AIM OF THE EXERCISE ::
In the entries below, some lines contain "grass"; work out how many and answer with the figure only.

══ INFORMATION SUPPLIED

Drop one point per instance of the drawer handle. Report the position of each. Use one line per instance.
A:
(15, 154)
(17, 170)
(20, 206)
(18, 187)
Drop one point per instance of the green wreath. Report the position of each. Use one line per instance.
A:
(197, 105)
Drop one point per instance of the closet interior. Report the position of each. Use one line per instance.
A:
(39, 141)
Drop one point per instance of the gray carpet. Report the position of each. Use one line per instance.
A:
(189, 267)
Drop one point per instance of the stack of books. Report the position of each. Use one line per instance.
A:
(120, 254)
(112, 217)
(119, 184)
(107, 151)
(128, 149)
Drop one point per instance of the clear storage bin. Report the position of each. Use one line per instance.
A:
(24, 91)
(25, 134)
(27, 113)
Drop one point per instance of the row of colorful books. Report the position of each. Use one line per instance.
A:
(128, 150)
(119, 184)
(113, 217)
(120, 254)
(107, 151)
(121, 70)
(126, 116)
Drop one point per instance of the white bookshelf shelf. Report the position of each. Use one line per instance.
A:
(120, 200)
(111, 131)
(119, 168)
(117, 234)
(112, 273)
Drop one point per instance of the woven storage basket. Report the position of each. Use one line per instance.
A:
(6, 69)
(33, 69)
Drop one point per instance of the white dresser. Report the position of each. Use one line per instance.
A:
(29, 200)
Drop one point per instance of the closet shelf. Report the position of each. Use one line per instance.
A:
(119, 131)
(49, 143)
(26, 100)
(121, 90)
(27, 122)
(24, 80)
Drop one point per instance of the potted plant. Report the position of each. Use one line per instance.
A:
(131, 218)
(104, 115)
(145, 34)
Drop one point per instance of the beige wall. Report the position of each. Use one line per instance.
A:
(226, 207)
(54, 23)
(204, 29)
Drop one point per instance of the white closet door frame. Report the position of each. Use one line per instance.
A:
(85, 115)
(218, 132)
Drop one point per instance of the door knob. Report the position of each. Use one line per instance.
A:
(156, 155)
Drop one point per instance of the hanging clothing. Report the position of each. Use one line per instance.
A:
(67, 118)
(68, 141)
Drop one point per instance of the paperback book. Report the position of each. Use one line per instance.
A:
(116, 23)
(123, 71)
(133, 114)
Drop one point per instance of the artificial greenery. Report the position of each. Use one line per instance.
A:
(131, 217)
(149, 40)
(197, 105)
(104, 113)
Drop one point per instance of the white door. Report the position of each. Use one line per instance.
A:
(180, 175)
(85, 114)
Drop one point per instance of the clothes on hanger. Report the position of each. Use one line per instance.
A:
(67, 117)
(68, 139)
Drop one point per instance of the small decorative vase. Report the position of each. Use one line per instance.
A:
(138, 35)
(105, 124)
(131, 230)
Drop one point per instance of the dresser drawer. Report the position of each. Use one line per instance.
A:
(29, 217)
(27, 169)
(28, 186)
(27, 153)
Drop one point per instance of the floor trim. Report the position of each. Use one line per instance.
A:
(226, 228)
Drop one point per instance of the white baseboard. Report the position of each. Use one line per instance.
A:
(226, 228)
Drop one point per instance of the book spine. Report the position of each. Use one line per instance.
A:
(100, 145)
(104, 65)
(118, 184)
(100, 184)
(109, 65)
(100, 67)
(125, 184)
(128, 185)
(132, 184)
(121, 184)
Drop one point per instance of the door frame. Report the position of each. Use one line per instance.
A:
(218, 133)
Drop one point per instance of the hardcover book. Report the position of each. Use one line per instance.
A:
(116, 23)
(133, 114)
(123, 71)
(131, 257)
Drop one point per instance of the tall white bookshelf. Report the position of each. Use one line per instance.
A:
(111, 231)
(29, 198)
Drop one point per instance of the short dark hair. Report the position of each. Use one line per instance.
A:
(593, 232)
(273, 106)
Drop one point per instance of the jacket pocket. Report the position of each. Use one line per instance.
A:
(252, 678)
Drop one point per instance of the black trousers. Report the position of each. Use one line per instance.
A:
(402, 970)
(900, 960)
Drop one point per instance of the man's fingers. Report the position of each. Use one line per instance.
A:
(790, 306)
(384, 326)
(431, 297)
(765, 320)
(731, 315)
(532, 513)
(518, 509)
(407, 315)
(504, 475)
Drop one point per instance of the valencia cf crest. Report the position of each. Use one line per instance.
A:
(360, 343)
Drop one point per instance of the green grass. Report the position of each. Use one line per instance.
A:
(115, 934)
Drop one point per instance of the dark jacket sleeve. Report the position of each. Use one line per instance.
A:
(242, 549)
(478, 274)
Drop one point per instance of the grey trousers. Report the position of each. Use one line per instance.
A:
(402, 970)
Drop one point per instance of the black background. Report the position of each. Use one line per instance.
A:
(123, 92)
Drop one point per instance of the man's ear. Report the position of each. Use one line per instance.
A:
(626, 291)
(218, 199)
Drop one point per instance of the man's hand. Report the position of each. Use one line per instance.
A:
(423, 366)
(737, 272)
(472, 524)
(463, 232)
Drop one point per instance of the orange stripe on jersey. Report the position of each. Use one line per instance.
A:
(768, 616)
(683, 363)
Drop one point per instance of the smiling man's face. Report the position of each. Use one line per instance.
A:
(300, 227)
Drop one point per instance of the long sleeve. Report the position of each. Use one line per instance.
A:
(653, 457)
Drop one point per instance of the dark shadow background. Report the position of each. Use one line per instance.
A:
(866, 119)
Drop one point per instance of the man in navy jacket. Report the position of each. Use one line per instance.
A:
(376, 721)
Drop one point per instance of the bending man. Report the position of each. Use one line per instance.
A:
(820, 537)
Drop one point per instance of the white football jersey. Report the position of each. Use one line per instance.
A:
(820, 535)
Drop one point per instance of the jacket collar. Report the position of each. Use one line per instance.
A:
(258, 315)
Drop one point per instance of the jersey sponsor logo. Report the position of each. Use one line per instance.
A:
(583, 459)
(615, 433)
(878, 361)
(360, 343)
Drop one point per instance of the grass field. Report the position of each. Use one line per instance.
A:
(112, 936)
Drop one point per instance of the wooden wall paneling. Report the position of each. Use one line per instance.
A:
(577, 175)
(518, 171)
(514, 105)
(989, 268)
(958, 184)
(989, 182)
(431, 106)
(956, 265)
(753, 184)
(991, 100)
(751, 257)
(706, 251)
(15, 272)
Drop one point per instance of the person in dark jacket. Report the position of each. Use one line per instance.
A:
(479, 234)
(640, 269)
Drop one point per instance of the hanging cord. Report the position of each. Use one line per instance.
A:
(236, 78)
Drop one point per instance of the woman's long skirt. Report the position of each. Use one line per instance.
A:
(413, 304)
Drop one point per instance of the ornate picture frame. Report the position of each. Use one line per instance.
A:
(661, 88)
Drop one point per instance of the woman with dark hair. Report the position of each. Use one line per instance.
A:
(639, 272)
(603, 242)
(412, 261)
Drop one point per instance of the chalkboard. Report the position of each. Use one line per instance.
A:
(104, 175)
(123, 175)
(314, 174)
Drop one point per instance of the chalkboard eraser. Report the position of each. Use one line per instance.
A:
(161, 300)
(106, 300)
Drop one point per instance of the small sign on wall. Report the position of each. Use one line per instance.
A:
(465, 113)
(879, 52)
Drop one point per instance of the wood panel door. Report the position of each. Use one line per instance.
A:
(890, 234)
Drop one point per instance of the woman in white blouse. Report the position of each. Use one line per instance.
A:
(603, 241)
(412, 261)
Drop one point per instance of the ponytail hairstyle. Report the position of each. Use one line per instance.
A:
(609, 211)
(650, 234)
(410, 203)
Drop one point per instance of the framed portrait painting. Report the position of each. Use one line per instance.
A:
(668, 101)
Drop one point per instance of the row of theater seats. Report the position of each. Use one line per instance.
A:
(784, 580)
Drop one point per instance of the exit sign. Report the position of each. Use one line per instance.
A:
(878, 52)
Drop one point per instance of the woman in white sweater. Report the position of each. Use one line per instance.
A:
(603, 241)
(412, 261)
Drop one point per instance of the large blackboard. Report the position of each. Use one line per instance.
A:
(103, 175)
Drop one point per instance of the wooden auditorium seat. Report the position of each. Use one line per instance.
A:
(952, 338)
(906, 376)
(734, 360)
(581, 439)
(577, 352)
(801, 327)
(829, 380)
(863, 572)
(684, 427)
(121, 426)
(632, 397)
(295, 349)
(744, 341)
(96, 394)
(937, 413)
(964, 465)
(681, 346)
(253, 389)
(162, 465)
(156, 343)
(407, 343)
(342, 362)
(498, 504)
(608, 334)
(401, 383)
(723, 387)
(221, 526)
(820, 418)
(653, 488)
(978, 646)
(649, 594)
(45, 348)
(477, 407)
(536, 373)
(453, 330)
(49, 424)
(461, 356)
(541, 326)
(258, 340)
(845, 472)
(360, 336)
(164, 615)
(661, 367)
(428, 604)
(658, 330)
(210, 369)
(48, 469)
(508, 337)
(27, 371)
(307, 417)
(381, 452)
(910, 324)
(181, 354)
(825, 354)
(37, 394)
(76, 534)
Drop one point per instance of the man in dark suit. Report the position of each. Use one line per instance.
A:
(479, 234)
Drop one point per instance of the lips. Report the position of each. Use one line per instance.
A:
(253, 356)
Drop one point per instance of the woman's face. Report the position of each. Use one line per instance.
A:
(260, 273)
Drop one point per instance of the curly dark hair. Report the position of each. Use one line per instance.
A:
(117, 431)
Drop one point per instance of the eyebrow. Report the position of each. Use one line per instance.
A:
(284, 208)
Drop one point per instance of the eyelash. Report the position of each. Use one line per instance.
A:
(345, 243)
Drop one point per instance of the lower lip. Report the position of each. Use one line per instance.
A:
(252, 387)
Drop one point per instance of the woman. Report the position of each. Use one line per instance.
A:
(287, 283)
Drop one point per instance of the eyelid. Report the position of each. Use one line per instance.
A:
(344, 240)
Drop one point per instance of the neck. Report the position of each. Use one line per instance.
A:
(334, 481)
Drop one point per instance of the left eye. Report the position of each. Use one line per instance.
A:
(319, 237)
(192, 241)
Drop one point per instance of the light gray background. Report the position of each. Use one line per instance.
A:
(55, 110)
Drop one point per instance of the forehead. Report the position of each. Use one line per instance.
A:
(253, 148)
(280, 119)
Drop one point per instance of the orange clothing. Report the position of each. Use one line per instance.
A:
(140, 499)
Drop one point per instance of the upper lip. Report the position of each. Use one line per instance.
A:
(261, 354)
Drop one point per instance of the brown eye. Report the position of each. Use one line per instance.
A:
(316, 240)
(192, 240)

════

RESULT ::
2